TEXT PROVIDED>

◆ ◆ ◆ ◆ ◆ ◆ ◆

3.   Bonus Compensation:  For each calendar year of his employment, Perik shall be entitled to a performance bonus of up to $875,000 (which amount shall be pro rated for 2007 and increased annually thereafter by 3% per annum), based on his attainment of performance metrics established and revised annually by the Compensation Committee. Each such bonus shall be paid in a combination of cash and common stock issued pursuant to The Princeton Review 2000 Stock Incentive Plan (as amended and restated on March 24, 2003 and as may hereafter be amended) (the “Plan”), with the cash portion being an amount estimated by the parties to be sufficient to cover the income taxes and other required withholdings payable by Perik on account of the bonus. Perik shall, however, be solely responsible for the payment of all such taxes. Each bonus earned by Perik shall be paid to him within 21/2 months following the end of the calendar year in which the bonus was earned. The Company shall pay cash compensation to Perik in such amounts and in such manner as the Company may determine necessary so that Perik will be deemed an exempt employee for purpose of applicable wage laws.
 
4.   Stock Option Award:  Effective on July 22, 2007, subject to approval by the Board of Directors, TPR shall, as an inducement grant, grant Perik an option to purchase 1,700,000 shares of TPR’s common stock (the “Option Shares”) at a per-share exercise price equal to the fair market value of a share of TPR common stock on the effective date of the grant. Subject to Perik’s continued employment with TPR on each vesting date, Perik’s right to exercise such option shall vest as to 6.25% of the Option Shares on October 31, 2007 and on the last day of every third month thereafter.

◆ ◆ ◆ ◆ ◆ ◆ ◆

EXTRACTED DATA>

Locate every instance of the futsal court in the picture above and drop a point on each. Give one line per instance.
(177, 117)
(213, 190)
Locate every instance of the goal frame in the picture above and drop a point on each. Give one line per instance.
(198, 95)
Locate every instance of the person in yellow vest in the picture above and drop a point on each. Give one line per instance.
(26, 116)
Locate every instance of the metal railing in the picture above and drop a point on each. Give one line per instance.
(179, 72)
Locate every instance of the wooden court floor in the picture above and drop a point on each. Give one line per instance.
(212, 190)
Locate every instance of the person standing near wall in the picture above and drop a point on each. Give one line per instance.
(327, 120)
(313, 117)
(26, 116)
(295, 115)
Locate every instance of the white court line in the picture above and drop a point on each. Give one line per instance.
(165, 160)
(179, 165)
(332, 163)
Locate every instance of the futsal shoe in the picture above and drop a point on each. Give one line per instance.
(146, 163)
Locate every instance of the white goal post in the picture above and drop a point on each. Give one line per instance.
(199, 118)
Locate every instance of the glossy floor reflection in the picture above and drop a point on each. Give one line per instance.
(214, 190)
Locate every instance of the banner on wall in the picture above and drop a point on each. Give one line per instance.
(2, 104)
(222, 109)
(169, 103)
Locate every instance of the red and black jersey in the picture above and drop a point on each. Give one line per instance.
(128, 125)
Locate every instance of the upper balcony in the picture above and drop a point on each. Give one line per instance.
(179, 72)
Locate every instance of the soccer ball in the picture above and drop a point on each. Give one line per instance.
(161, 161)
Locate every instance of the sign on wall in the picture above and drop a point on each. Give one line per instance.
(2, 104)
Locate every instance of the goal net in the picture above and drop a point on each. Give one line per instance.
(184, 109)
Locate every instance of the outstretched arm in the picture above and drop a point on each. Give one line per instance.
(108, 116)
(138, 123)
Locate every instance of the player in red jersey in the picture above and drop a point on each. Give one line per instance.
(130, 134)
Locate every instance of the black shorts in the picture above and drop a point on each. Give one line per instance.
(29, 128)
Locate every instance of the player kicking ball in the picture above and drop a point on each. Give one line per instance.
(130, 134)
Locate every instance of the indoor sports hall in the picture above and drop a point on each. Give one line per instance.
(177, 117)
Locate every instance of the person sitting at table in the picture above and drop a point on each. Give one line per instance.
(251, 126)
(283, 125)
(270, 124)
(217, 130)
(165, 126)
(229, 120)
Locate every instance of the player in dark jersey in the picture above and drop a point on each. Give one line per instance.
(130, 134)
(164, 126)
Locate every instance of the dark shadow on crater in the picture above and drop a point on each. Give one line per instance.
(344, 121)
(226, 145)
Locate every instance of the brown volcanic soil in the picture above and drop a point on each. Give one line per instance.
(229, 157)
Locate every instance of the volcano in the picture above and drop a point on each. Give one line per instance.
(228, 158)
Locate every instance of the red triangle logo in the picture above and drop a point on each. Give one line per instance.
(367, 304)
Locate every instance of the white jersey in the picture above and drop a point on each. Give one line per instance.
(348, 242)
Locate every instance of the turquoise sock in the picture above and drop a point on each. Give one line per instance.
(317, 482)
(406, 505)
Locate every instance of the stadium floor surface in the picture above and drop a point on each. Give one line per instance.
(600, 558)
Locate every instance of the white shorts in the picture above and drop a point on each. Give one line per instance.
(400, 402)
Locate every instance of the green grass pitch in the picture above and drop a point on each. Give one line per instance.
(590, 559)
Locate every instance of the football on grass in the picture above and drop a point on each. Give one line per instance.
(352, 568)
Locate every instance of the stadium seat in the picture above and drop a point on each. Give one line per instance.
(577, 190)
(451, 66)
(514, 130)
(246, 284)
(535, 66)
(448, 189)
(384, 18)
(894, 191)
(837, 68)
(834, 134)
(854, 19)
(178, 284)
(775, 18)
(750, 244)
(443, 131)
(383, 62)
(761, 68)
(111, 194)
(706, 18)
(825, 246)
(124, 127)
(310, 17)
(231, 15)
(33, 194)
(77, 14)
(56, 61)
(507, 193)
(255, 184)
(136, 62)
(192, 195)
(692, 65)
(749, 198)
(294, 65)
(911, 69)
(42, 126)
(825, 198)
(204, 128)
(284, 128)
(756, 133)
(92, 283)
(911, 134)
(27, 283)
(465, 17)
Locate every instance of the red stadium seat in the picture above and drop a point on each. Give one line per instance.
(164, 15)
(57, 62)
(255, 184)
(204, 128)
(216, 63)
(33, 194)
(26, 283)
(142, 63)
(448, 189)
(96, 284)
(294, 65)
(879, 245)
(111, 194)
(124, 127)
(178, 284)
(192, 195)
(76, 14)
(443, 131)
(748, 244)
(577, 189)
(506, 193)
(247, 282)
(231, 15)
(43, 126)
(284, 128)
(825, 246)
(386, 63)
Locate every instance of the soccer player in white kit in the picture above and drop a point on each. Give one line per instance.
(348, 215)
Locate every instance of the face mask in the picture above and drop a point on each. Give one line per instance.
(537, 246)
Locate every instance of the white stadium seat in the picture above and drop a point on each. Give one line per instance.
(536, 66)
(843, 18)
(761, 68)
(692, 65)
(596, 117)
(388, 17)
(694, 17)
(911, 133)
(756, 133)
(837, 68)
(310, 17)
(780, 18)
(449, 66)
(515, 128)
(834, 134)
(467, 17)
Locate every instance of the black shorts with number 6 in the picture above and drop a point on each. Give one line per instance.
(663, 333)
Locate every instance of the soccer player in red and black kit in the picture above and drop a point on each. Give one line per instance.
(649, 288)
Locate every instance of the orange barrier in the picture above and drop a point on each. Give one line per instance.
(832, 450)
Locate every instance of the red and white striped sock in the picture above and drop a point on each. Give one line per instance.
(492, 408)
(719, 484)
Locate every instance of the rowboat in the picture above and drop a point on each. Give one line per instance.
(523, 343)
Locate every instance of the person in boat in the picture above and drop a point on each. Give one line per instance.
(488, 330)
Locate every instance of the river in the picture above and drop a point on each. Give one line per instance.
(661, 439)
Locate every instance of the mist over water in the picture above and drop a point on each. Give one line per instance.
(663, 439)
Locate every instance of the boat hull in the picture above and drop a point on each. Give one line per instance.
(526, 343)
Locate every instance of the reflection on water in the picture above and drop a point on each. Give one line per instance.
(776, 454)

◆ ◆ ◆ ◆ ◆ ◆ ◆

PROBLEMS TO WORK ON>
A - Please extract the lines of the records starting with the line that contains "Locate every instance of the soccer player in red" and continuing through the last line of the records. Reproduce each one verbatim.
B - Continue the passage on Perik's bonus and stock option terms, picking up after its final sentence.
The text and the records come from unrelated sources.

TASK RESULTS>
A -
Locate every instance of the soccer player in red and black kit in the picture above and drop a point on each. Give one line per instance.
(649, 288)
Locate every instance of the orange barrier in the picture above and drop a point on each. Give one line per instance.
(832, 450)
Locate every instance of the red and white striped sock in the picture above and drop a point on each. Give one line per instance.
(492, 408)
(719, 484)
Locate every instance of the rowboat in the picture above and drop a point on each. Give one line per instance.
(523, 343)
Locate every instance of the person in boat in the picture above and drop a point on each. Give one line per instance.
(488, 330)
Locate every instance of the river in the picture above and drop a point on each. Give one line per instance.
(661, 439)
Locate every instance of the mist over water in the picture above and drop a point on each. Give one line per instance.
(663, 439)
Locate every instance of the boat hull in the picture above and drop a point on each. Give one line per instance.
(526, 343)
Locate every instance of the reflection on water in the picture above and drop a point on each. Give one line per instance.
(776, 454)

B -
 
5.   Term:  This Agreement shall be effective as of July 22, 2007, and the initial term of employment under this Agreement will be for the period commencing on that date and continuing in effect until July 31, 2011. The initial term of this Agreement shall be extended for successive two (2) year terms at the end of the initial term and every two years thereafter (each, including the initial term, a “Term”) unless TPR gives contrary written notice to Perik at least six months prior to the completion of a Term that the Agreement shall not be extended (a “Notice Not to Extend”). Notwithstanding the foregoing, Perik shall be employed at will, and either party may terminate Perik’s employment with or without Cause at any time. Accordingly, Perik’s employment may be terminated during a Term by Perik voluntarily or by TPR with or without Cause in accordance with the Policy Statement.
 
6.   Severance:  In the event that Perik’s employment is terminated by TPR without Cause or Perik terminates his employment due to a material and sustained diminution in his authority, duties, and responsibilities, then in addition to the payments under Section 5.1 of the Policy Statement and in lieu of the payments provided under Sections 5.3 and 5.4 of the Policy Statement (which Sections shall not apply to Perik in any event), TPR will pay Perik a severance payment of $500,000, or, if such termination by TPR without Cause occurs within


 

a12 months after a Change of Control, such severance payment shall be $1,000,000. Any such severance payment shall be paid to Perik in a lump sum, less taxes and other applicable withholdings, within sixty (60) days after his termination, provided that Perik shall have first executed and delivered to TPR, and not revoked, a release agreement in a form acceptable to TPR.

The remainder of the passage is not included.